Region pointing data:
--*--
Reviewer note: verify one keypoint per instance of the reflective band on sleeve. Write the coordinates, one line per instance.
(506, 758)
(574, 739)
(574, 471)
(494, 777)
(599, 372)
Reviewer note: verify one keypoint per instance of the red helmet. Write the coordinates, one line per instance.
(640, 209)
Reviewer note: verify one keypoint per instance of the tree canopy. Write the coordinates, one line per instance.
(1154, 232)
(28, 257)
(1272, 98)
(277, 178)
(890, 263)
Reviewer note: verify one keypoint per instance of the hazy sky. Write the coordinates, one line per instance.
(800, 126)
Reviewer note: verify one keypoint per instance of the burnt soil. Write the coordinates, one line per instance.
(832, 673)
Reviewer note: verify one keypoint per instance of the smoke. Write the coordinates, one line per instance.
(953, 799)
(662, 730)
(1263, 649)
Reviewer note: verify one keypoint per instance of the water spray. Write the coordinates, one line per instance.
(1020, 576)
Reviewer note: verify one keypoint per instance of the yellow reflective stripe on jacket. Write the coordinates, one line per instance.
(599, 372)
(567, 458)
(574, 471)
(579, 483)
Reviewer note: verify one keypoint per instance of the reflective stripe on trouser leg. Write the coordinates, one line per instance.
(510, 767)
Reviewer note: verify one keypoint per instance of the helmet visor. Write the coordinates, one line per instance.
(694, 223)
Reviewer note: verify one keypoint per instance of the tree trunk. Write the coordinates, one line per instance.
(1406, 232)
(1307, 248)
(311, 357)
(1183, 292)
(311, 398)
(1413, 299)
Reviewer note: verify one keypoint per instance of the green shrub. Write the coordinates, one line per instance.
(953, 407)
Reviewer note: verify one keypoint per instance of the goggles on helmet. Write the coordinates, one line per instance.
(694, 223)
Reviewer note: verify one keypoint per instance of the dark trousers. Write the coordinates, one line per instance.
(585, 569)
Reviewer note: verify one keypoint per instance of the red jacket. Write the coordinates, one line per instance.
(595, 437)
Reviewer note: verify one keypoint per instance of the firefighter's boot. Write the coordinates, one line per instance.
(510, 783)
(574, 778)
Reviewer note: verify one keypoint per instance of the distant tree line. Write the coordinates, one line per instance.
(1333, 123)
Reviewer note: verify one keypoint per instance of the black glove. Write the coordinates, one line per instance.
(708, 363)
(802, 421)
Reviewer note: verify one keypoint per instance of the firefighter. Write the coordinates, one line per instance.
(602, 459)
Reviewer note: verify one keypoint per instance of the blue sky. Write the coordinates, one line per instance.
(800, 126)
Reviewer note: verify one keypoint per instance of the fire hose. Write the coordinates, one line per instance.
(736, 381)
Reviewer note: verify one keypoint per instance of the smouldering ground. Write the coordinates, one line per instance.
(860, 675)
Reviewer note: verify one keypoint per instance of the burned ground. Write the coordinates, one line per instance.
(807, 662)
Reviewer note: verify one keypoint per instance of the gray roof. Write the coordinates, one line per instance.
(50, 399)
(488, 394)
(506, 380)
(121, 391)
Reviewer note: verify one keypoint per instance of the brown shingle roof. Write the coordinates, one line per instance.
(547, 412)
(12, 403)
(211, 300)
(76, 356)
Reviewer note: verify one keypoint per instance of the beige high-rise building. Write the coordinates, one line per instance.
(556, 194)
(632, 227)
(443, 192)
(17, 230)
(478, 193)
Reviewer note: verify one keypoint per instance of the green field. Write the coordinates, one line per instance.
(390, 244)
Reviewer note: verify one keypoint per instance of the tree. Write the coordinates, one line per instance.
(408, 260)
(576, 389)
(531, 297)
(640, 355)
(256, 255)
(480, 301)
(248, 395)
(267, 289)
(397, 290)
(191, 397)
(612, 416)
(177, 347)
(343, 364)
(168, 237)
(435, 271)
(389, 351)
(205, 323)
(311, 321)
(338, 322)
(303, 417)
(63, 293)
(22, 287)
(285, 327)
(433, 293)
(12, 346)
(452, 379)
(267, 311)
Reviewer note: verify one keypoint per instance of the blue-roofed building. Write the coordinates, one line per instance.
--*--
#### [Required action]
Copy all the records exactly so that no character differs from the source.

#### [Solution to this exercise]
Reviewer note: verify one keypoint per instance of the reflective band on sleeve. Write the coordinates, one line per instance.
(506, 758)
(574, 739)
(574, 471)
(494, 777)
(599, 372)
Reviewer note: verify one keypoint per instance of the red helmet. Write the coordinates, one line per instance.
(640, 209)
Reviewer note: verify one keypoint per instance of the tree canopy. Write the coordinates, one line per instance.
(1154, 232)
(28, 257)
(1272, 98)
(277, 178)
(890, 263)
Reviewer note: verify one keypoint per instance of the hazy sky. Write the coordinates, one line per instance.
(800, 126)
Reviewer note: verify one keypoint per instance of the burnt soil. Write the coordinates, one line per instance.
(832, 673)
Reviewer note: verify one keypoint per instance of the smoke. Write the coordinates, one line per instance.
(953, 799)
(662, 730)
(1263, 649)
Reviewer note: verify one keypoint per instance of the water spray. Write the coordinates, one line per instance.
(1020, 576)
Reviewer note: verify one keypoint per instance of the yellow reflective stripe on jacket. Write the coordinates, one line per instance.
(599, 372)
(567, 458)
(574, 471)
(579, 483)
Reviewer note: verify one keypoint per instance of the reflective stripe on trouser leg. Write the coordinates, one line per instance.
(510, 767)
Reviewer note: verify one keypoint per instance of the helmet visor. Write the coordinates, one line per instance.
(694, 223)
Reviewer note: verify one keypoint per instance of the tree trunk. Write the coordinates, one line per instance.
(1406, 232)
(1307, 248)
(311, 357)
(1183, 292)
(311, 398)
(1413, 299)
Reviewer note: verify one keypoint per instance of the green shrub. Write the coordinates, one line per instance.
(953, 407)
Reviewer note: verify one keypoint per instance of the goggles on helmet. Write the coordinates, one line per instance.
(694, 223)
Reviewer note: verify one keypoint per instance of the dark trousers. Write the coordinates, one line per instance.
(585, 569)
Reviewer note: verify one keypoint per instance of the red jacket. Write the coordinates, one line per instance.
(595, 437)
Reviewer note: verify one keypoint per instance of the firefighter's boot. Write the coordinates, one line per instance.
(510, 783)
(574, 778)
Reviewer note: verify one keypoint per instance of the distant tree line. Write the coordinates, one line per instance.
(1333, 123)
Reviewer note: verify one keypoint per instance of the black glove. Write the coordinates, one line per instance.
(708, 363)
(802, 421)
Reviewer note: verify one keypoint per instance of the firefighter. Write the coordinates, one line per instance.
(602, 459)
Reviewer note: verify one keypoint per instance of the blue sky. Write the coordinates, one line per instance.
(800, 126)
Reviewer note: verify one keypoint per instance of the fire hose. Write the coordinates, one line per instance.
(736, 381)
Reviewer note: verify one keypoint per instance of the smouldering ground. Write the coordinates, one line per instance.
(860, 675)
Reviewer note: verify one keypoint per instance of the burned ground. Write the coordinates, one line per instance.
(807, 662)
Reviewer note: verify one keypoint per instance of the gray roof. Write the coordinates, one line per instance.
(50, 399)
(488, 394)
(506, 380)
(121, 391)
Reviewer note: verify one keypoint per instance of the brown shingle roof. Write the coordinates, one line per instance.
(547, 412)
(12, 403)
(211, 300)
(76, 356)
Reviewer note: verify one keypoint per instance of the beige high-rise building. Write the coordinates, one line per instance.
(556, 194)
(632, 227)
(443, 192)
(17, 230)
(478, 193)
Reviewer note: verify one keypoint per instance of the green field. Write the coordinates, one line per instance.
(390, 244)
Reviewer note: verify one keypoint per instance of the tree. Write the coordinates, one line per instance.
(408, 260)
(576, 389)
(531, 297)
(640, 355)
(256, 255)
(480, 301)
(248, 395)
(267, 289)
(397, 290)
(191, 397)
(612, 416)
(177, 347)
(343, 364)
(168, 237)
(435, 271)
(389, 351)
(205, 323)
(311, 321)
(338, 322)
(303, 417)
(63, 293)
(22, 287)
(285, 327)
(433, 293)
(12, 346)
(452, 379)
(267, 311)
Reviewer note: verify one keypoint per instance of the blue-roofed building. Write the coordinates, one line per instance.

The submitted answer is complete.